Exercise
Reproduce the passage below about Reynolds's years as a relief pitcher word for word, in full.

[Text — start]

For the next two years (1973-74), Reynolds was the Orioles’ top right-handed reliever. He had a 1.95 ERA in 1973 and his nine saves tied left-hander Grant Jackson for the team lead. In 1974, Reynolds led the Orioles in games pitched (54) and had a 2.73 ERA.

At the urging of manager Earl Weaver, Reynolds was traded to the Tigers for pitcher Fred Holdsworth in May 1975. Three months later, the Cleveland Indians claimed Reynolds off waivers.

Missing the cut

At Indians spring training in 1976, the final spot on the pitching staff came down to a choice between Reynolds and Stan Thomas. “Bullet is faster, but his ball is straighter,” catcher Ray Fosse told the Akron Beacon Journal. “Thomas’ ball moves more and he has a greater selection of pitches.”

Frank Robinson and general manager Phil Seghi chose Thomas. “It was difficult having to make a decision like this,” Robinson said to the Akron newspaper. “Reynolds has a good attitude. He did everything we asked him to do.”

Reynolds, 29, was assigned to Toledo. Because he had no more options, he would need to remain on the Mud Hens’ roster all season.

[Text — finish]
[Input data — start]

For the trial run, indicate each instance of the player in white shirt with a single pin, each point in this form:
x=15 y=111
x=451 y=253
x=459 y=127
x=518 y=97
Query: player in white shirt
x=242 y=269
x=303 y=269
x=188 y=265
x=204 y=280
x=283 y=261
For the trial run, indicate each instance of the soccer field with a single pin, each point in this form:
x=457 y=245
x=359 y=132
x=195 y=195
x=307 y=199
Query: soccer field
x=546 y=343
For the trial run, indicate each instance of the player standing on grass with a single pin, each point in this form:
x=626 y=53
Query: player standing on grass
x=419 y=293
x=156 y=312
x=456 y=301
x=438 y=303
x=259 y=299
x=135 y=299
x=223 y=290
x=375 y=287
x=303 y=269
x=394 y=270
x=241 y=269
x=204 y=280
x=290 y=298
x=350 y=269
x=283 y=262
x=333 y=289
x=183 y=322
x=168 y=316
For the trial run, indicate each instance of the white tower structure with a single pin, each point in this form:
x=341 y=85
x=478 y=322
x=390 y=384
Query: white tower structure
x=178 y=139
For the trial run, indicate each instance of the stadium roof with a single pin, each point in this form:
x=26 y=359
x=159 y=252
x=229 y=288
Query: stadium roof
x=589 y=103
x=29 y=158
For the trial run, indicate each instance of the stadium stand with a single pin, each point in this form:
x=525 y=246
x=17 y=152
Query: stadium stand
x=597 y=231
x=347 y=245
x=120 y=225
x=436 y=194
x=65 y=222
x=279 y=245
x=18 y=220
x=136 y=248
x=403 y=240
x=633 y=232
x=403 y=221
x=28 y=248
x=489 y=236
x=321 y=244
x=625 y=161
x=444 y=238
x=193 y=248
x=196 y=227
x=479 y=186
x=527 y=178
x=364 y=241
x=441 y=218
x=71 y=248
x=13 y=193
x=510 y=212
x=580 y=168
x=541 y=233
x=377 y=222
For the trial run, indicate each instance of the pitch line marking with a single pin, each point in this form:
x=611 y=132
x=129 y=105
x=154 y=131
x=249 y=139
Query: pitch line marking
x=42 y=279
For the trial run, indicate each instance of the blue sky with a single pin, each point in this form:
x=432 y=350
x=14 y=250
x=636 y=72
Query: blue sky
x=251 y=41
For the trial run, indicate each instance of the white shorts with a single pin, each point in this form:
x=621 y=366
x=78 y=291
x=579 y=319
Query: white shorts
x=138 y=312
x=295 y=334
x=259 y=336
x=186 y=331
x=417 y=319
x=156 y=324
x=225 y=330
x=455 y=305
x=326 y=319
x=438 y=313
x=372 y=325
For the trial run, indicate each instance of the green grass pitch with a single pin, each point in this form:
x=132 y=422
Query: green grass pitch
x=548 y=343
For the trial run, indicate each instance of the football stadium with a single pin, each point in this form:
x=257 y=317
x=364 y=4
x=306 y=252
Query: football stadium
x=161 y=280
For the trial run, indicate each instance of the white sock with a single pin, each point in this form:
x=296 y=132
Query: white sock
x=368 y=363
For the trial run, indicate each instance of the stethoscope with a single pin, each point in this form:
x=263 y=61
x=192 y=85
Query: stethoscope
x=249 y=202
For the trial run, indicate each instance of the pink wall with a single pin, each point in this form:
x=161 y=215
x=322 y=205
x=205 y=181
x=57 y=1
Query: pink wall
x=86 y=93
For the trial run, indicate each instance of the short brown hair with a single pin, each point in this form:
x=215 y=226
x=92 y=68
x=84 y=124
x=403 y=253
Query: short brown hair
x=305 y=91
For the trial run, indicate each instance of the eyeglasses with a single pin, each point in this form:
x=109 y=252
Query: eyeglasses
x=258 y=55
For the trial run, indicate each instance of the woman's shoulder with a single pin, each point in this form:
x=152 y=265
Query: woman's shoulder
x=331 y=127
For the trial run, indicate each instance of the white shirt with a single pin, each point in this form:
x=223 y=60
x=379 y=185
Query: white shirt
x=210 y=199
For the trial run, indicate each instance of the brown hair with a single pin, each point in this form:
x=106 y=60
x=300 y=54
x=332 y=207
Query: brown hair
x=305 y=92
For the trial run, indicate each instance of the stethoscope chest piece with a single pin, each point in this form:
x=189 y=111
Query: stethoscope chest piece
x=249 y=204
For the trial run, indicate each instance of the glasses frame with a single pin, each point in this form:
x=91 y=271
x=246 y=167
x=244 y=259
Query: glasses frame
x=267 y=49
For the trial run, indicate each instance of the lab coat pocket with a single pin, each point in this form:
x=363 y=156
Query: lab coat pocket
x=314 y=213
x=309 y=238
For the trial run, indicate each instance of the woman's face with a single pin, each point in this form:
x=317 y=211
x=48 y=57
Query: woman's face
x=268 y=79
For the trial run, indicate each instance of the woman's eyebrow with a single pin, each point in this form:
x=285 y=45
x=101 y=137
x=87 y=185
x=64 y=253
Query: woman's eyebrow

[Input data — finish]

Solution for this task
For the next two years (1973-74), Reynolds was the Orioles’ top right-handed reliever. He had a 1.95 ERA in 1973 and his nine saves tied left-hander Grant Jackson for the team lead. In 1974, Reynolds led the Orioles in games pitched (54) and had a 2.73 ERA.

At the urging of manager Earl Weaver, Reynolds was traded to the Tigers for pitcher Fred Holdsworth in May 1975. Three months later, the Cleveland Indians claimed Reynolds off waivers.

Missing the cut

At Indians spring training in 1976, the final spot on the pitching staff came down to a choice between Reynolds and Stan Thomas. “Bullet is faster, but his ball is straighter,” catcher Ray Fosse told the Akron Beacon Journal. “Thomas’ ball moves more and he has a greater selection of pitches.”

Frank Robinson and general manager Phil Seghi chose Thomas. “It was difficult having to make a decision like this,” Robinson said to the Akron newspaper. “Reynolds has a good attitude. He did everything we asked him to do.”

Reynolds, 29, was assigned to Toledo. Because he had no more options, he would need to remain on the Mud Hens’ roster all season.